**Boundary annotation records**
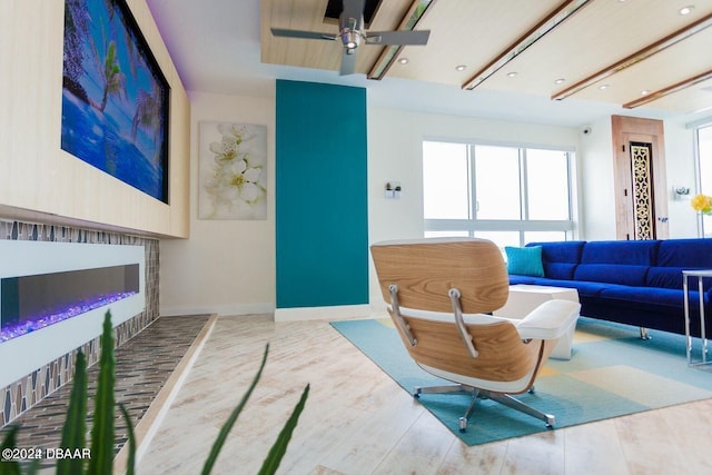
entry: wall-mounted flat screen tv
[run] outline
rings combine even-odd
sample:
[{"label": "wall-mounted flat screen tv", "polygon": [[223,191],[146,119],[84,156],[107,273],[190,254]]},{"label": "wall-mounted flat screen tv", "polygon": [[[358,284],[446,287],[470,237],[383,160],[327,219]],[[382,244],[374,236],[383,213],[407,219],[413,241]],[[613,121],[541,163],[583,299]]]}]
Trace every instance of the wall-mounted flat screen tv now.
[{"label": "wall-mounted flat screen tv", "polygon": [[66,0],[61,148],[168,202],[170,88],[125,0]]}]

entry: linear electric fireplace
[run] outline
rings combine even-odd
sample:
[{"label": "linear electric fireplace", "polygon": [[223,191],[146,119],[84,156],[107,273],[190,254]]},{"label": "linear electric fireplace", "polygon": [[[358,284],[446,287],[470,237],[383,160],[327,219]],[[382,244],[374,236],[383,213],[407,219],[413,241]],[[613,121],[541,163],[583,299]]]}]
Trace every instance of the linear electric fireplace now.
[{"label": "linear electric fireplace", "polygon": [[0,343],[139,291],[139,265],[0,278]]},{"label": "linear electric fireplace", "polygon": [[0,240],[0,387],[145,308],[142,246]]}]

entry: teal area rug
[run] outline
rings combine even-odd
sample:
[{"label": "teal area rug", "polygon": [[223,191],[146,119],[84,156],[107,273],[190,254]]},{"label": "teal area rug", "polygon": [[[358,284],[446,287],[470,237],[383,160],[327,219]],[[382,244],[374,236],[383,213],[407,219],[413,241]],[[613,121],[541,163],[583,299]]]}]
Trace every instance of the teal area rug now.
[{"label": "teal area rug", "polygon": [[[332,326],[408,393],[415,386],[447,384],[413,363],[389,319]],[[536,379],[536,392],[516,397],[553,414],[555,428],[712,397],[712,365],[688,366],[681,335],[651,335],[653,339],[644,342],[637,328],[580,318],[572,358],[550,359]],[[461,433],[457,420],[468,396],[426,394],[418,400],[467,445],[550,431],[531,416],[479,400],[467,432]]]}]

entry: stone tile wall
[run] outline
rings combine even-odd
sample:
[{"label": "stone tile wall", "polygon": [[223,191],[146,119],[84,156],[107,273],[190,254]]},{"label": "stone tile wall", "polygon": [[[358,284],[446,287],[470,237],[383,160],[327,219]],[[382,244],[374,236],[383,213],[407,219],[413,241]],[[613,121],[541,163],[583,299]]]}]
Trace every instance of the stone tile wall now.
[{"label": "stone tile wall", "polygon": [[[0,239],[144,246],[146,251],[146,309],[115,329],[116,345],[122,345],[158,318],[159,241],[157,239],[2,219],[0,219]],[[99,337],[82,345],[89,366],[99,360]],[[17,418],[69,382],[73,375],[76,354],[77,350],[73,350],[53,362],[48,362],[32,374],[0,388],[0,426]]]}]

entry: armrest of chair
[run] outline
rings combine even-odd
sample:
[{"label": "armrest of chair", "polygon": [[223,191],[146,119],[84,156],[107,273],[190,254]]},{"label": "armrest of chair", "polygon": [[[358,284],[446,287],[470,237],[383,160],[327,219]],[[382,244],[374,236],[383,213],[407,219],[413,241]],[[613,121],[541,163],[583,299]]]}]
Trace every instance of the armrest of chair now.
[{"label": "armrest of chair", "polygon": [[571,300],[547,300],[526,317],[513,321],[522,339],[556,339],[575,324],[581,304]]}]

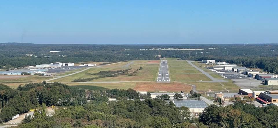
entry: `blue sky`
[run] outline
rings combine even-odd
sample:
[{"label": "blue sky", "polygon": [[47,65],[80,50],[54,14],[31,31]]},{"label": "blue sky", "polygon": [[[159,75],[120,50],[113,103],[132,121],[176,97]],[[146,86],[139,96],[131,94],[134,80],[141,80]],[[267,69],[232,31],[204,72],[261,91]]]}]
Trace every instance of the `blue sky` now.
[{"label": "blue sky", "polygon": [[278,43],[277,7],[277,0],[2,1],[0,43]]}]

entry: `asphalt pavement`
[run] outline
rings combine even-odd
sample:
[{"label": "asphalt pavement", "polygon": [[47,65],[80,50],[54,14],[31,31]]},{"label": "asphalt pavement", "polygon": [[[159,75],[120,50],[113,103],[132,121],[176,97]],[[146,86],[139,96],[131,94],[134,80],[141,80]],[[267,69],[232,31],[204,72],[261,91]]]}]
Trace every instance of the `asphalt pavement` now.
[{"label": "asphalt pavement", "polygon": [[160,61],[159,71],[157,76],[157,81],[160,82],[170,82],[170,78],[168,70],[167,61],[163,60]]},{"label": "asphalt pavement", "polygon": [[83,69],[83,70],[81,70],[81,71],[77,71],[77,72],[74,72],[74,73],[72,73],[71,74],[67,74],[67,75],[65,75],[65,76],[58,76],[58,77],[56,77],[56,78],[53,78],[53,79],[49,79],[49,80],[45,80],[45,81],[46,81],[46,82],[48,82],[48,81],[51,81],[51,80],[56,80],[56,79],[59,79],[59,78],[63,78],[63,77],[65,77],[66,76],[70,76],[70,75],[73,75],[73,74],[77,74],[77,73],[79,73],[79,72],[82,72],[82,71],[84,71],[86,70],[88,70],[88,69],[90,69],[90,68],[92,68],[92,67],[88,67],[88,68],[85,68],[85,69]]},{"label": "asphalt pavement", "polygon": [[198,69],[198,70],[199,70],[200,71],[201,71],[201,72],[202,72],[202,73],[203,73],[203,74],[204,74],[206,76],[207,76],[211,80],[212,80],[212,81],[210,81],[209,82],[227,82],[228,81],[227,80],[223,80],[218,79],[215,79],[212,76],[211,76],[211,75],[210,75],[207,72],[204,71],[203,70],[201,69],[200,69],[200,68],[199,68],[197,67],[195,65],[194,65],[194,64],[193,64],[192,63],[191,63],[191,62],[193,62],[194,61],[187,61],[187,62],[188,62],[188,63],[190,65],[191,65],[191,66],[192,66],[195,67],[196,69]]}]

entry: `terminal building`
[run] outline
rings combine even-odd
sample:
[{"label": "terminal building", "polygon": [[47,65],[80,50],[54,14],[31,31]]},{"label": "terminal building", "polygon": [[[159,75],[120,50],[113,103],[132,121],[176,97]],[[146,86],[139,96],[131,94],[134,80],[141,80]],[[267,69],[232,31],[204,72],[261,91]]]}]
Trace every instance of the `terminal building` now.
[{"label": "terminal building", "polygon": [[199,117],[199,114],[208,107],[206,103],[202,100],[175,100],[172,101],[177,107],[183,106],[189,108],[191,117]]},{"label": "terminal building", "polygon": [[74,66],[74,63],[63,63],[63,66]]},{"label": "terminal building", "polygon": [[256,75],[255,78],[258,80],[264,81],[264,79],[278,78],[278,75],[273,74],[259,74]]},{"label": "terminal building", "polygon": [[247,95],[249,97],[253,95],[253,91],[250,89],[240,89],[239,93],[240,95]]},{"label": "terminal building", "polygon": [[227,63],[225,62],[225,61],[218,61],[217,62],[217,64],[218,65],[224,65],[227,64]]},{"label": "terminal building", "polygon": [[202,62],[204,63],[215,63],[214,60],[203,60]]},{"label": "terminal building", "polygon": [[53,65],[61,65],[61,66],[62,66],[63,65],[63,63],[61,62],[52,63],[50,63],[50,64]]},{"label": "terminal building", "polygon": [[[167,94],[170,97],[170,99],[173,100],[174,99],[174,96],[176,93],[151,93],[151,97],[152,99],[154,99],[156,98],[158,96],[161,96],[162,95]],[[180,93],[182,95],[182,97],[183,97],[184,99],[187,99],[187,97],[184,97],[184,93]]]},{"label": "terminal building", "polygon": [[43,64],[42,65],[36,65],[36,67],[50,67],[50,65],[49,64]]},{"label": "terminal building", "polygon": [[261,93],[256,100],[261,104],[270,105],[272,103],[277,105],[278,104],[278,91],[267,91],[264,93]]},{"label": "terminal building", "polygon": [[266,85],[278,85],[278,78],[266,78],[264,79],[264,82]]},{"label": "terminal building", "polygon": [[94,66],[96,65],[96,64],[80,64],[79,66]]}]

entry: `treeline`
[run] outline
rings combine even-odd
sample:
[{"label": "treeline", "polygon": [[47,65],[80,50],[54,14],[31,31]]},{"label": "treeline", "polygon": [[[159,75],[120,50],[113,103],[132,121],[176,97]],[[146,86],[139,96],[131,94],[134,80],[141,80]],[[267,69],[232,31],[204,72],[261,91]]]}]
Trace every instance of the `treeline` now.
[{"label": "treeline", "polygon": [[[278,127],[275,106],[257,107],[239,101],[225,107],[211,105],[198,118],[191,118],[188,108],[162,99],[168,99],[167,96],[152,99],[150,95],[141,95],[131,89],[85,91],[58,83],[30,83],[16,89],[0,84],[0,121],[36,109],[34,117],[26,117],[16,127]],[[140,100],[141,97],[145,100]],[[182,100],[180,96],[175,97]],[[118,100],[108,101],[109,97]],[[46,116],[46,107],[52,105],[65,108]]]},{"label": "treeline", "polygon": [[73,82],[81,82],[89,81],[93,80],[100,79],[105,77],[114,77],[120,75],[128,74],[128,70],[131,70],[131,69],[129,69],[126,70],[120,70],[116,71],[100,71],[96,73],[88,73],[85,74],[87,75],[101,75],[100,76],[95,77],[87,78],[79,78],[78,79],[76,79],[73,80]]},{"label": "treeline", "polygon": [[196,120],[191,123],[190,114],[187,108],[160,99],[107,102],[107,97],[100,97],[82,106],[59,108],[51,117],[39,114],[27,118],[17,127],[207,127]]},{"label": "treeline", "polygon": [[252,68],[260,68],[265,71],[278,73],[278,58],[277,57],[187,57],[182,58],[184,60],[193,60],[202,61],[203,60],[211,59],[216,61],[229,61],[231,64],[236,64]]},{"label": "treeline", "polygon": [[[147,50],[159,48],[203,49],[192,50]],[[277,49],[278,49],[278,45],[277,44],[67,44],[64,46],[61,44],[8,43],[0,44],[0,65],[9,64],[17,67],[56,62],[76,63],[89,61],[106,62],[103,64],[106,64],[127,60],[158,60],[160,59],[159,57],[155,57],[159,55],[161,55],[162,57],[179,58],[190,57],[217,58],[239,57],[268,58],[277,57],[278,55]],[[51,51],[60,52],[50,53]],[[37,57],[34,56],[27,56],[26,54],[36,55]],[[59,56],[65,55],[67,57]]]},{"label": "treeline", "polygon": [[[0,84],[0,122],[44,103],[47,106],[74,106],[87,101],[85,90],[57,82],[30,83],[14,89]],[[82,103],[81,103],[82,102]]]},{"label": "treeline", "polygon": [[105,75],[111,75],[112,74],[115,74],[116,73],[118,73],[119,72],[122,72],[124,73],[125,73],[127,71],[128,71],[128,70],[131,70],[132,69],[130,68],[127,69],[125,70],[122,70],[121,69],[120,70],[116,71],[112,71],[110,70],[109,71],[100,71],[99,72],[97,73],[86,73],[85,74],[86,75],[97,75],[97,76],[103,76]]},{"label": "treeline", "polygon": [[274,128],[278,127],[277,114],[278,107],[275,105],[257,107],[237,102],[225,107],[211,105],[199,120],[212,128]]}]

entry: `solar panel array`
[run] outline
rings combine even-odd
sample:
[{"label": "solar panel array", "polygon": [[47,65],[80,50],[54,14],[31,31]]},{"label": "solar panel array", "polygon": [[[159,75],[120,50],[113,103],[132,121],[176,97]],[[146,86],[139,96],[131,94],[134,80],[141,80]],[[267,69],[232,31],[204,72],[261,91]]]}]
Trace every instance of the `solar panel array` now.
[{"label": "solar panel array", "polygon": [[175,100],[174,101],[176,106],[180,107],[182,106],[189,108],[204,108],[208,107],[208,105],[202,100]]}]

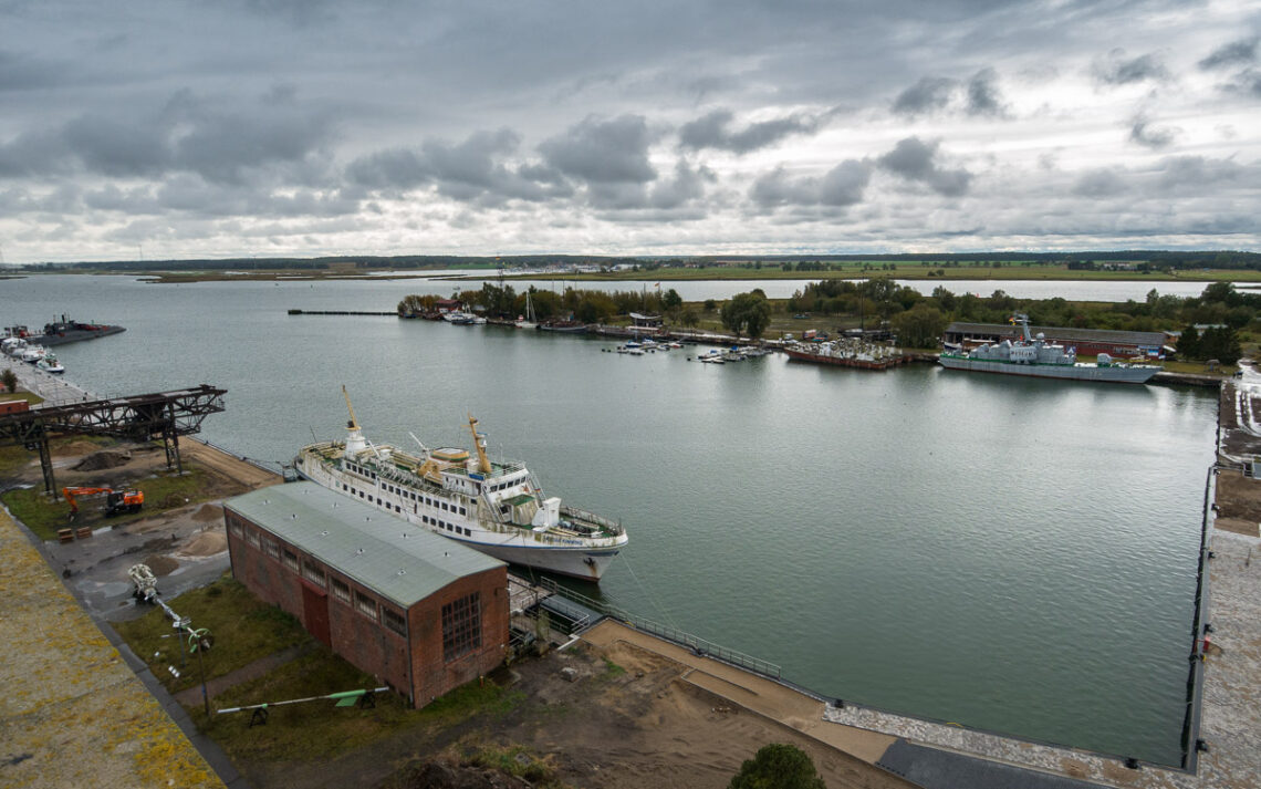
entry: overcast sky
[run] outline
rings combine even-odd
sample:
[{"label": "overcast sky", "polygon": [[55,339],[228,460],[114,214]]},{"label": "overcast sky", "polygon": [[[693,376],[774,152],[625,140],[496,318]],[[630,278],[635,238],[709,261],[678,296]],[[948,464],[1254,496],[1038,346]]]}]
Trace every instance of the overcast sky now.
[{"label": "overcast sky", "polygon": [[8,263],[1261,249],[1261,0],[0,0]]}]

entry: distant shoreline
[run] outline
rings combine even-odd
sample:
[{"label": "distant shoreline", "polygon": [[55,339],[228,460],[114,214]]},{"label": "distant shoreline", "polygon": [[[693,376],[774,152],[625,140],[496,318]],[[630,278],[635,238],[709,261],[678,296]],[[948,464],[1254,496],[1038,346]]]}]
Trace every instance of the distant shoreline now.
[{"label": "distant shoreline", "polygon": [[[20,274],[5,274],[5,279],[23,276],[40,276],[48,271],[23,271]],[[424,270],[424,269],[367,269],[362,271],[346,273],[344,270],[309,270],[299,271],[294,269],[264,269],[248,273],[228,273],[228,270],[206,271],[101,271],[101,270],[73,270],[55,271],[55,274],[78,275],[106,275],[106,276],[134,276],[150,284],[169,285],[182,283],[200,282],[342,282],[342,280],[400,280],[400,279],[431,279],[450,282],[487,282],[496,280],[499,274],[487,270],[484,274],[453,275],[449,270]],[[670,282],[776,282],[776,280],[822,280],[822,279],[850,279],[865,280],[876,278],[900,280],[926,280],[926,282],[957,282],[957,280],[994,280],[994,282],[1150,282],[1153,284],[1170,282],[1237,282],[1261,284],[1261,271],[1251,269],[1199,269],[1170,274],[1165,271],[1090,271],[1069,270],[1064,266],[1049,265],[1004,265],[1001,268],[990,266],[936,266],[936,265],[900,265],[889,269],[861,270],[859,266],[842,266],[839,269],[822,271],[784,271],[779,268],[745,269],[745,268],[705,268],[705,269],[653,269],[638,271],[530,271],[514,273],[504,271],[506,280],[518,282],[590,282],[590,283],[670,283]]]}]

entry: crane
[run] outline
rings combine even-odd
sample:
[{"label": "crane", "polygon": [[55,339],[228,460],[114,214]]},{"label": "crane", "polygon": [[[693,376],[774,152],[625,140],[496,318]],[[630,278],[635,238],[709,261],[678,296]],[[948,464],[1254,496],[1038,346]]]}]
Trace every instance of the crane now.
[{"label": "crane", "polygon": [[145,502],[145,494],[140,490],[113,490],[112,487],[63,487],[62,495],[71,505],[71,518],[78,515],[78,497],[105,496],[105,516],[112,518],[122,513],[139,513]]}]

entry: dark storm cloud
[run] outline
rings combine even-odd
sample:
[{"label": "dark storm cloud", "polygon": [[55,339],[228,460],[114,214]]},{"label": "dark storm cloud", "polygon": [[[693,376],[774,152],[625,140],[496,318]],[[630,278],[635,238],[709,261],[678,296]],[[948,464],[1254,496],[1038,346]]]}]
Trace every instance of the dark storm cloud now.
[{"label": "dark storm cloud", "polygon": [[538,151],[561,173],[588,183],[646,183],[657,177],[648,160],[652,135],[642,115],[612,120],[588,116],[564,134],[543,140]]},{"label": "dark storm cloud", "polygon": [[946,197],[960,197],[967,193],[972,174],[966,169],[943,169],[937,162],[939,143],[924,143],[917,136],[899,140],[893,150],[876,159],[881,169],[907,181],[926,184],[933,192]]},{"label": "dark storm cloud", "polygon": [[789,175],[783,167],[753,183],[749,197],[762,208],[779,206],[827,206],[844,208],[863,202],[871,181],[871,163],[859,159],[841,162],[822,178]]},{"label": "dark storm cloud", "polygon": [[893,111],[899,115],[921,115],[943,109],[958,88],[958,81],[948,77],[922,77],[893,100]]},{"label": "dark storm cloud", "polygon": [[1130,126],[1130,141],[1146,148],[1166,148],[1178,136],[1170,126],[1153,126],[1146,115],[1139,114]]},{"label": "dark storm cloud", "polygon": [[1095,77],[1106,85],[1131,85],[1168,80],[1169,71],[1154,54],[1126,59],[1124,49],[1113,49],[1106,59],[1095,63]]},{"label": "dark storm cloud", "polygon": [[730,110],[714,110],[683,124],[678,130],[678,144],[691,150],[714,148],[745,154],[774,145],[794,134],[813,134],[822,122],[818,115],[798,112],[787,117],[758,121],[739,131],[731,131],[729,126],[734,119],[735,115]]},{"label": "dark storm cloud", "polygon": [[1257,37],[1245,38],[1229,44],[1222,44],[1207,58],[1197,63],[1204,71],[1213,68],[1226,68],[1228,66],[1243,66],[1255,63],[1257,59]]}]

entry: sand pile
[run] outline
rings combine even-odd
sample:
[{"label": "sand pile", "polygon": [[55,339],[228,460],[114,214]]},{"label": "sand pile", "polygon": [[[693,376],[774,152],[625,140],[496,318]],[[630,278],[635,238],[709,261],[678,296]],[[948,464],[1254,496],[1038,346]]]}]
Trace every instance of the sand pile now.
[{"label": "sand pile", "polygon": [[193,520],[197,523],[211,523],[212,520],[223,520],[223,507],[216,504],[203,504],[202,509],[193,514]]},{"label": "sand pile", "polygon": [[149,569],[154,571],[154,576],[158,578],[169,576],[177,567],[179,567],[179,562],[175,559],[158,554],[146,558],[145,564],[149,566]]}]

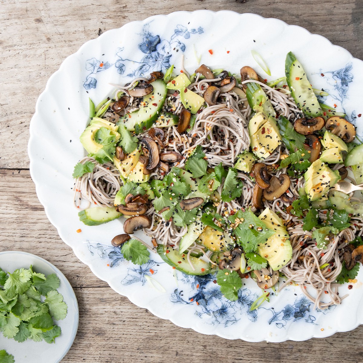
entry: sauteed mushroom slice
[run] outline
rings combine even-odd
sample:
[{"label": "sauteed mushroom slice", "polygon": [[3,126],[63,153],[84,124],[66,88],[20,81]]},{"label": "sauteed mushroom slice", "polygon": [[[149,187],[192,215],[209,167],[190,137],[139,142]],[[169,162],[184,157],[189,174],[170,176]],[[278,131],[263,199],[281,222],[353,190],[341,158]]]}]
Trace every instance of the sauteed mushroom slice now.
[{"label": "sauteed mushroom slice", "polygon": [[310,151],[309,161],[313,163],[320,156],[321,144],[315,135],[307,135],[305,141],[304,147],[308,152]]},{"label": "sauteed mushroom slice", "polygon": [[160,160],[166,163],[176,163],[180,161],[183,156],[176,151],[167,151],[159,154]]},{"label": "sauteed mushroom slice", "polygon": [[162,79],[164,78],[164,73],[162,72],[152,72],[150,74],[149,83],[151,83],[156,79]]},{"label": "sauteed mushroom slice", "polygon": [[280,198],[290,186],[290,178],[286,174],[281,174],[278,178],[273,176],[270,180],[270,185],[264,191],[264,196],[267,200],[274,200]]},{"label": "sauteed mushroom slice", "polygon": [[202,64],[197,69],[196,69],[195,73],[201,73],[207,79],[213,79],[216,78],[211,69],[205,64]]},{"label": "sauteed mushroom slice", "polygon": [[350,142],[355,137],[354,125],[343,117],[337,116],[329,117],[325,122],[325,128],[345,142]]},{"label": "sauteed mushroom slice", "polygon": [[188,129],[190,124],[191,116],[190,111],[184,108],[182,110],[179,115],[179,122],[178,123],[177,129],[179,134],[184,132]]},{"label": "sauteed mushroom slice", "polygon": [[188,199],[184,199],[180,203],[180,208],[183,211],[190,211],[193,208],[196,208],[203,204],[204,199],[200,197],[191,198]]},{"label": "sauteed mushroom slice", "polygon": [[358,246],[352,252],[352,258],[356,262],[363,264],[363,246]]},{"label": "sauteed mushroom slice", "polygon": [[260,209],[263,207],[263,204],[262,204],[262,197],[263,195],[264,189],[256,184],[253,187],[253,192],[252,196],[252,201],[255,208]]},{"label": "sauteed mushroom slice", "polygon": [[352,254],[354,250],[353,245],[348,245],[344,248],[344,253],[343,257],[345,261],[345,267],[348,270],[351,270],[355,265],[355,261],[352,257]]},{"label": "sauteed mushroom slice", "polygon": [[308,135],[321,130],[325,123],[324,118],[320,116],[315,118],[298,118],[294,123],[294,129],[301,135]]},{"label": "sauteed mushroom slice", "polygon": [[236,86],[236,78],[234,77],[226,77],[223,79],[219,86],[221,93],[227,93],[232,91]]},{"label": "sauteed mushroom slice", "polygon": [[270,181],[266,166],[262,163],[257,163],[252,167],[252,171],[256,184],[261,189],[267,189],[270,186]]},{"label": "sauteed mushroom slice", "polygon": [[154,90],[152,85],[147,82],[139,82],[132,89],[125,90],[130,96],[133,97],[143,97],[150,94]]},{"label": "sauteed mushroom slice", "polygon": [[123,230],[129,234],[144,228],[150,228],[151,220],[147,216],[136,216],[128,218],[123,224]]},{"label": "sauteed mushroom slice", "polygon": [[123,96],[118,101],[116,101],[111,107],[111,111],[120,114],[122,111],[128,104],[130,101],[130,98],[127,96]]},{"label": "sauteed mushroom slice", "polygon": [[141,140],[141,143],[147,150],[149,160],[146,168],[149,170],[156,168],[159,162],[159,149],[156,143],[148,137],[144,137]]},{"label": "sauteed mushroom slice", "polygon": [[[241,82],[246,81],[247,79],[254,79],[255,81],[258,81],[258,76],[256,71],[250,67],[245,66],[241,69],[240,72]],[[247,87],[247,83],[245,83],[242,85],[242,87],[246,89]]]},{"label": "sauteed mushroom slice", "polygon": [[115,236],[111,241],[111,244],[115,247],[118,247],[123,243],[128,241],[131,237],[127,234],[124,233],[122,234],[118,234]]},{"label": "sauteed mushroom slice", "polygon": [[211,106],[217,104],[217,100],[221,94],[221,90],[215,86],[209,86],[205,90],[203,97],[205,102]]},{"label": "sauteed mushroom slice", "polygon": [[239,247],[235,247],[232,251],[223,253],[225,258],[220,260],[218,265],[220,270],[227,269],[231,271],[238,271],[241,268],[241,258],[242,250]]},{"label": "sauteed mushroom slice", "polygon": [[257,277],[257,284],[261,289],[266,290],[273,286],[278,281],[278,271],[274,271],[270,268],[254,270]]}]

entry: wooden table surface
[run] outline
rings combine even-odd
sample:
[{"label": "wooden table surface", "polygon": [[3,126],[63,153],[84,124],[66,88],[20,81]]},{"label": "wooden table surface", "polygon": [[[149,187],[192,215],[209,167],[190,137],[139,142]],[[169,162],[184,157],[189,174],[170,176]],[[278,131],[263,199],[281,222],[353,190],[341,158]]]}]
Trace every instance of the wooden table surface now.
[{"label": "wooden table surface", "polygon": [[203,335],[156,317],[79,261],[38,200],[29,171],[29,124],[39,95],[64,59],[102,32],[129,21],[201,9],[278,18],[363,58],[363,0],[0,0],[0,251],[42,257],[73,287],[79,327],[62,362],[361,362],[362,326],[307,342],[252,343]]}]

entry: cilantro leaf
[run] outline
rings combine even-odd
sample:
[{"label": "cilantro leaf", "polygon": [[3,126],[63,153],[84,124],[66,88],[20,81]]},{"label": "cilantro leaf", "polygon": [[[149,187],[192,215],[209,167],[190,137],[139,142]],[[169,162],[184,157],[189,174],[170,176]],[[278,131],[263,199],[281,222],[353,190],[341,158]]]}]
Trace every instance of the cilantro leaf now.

**TASK DETAILS**
Edit the items from the line containing "entry: distant shoreline" through the line containing "Trace every instance of the distant", changing "distant shoreline" to "far shoreline" and leaving everything else unchanged. Return only those lines.

**ANSWER BELOW**
entry: far shoreline
[run] outline
rings combine even-odd
sample:
[{"label": "far shoreline", "polygon": [[55,339],[228,460],[114,214]]},{"label": "far shoreline", "polygon": [[[693,376],[774,152],[625,140],[496,318]],[[630,278],[635,238],[709,261],[678,296]],[[948,464],[1254,496],[1038,346]]]}]
Trace every instance of the far shoreline now.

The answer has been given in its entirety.